Excerpt from a dataset

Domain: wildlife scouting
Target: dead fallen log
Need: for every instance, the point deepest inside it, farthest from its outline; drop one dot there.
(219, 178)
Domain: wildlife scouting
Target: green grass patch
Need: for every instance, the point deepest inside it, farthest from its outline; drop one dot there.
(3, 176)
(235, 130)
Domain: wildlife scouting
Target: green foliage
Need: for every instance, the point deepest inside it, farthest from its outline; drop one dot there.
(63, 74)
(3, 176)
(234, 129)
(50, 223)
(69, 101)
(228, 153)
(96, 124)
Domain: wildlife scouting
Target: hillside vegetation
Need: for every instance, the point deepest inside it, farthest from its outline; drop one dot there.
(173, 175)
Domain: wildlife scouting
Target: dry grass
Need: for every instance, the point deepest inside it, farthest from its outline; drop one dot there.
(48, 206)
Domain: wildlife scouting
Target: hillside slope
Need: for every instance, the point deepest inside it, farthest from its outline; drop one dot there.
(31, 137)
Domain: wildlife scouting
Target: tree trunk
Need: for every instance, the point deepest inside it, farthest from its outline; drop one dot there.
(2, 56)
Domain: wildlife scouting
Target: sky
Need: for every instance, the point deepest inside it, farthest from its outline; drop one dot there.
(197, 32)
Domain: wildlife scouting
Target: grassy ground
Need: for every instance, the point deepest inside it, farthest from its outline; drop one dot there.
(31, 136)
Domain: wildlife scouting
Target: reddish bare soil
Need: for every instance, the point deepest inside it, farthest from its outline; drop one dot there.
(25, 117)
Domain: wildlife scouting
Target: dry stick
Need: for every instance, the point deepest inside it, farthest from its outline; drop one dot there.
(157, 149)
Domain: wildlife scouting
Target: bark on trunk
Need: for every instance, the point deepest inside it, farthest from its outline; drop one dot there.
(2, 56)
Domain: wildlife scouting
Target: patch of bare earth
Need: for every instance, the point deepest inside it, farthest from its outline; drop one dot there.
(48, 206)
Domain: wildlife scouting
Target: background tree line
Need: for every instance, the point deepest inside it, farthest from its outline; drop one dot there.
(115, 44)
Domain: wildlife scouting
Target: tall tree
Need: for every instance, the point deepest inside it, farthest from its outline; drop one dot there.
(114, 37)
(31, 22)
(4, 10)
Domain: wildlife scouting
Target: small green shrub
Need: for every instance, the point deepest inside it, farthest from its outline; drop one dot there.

### WHAT TO DO
Reproduce the records word for word.

### FINAL RESULT
Domain: wildlife scouting
Target: dead fallen log
Need: for every instance, the point deepest inside it, farthest from its outline; drop one dot there.
(219, 178)
Domain: wildlife scouting
Target: green grass patch
Need: for every instance, the point deepest inside it, farthest from its outline; drop one dot there.
(3, 176)
(235, 130)
Domain: wildlife scouting
Target: green foliage
Need: for every instance, the point deepest inside it, farthest from its outline; drop one dot there.
(63, 74)
(3, 176)
(234, 129)
(50, 223)
(69, 101)
(228, 153)
(96, 124)
Domain: wildlife scouting
Target: hillside vegetation
Need: for every instance, the point deepest inside it, farthest from its outline; drop one dot there.
(173, 175)
Domain: wildlife scouting
Target: dry grass
Need: for every instance, the point deepest inside it, farthest from its outline; drop one dot there.
(48, 206)
Domain: wildlife scouting
Target: hillside slope
Need: for every instance, the point deepest inside it, farthest from its outline; drop one dot there.
(31, 137)
Domain: wildlife scouting
Target: tree trunk
Need: for every instance, the point deepest inside it, farthest from its outline; drop one dot there.
(2, 56)
Domain: wildlife scouting
Target: sky
Need: for every instance, the point deepest inside it, farthest from its outline; drop one dot there.
(197, 32)
Domain: wildlife scouting
Target: grassy ground
Need: for every instance, the point deepest inside it, farthest from its outline; drop one dot there.
(31, 136)
Domain: wildlife scouting
Target: reddish bare soil
Need: for every instance, the point deepest inside it, farthest from its outline; drop one dot there.
(25, 117)
Domain: wildlife scouting
Target: dry stick
Need: for every instance, the point deepest inside it, farthest from its outline; drop one dot there.
(157, 149)
Domain: wildlife scouting
Target: bark on trunk
Need: for every instance, the point deepest inside it, farthest from its outline; drop one dot there.
(2, 56)
Domain: wildlife scouting
Target: patch of bare earth
Need: for every instance, the point deepest inside it, farthest from its outline; drop one dot there.
(48, 206)
Domain: wildlife scouting
Target: background tree line
Need: for every instance, the point deepest inside it, farthest from its outline; drop one dot there.
(115, 44)
Domain: wildlife scouting
Target: tall tree
Need: for every instance, the point deepest inside it, farthest from its outline; drop one dot there.
(114, 37)
(31, 22)
(4, 10)
Domain: wildlife scouting
Target: small green shrub
Need: for every instance, the point deepest inside it, farthest from its outline; drop one dot there.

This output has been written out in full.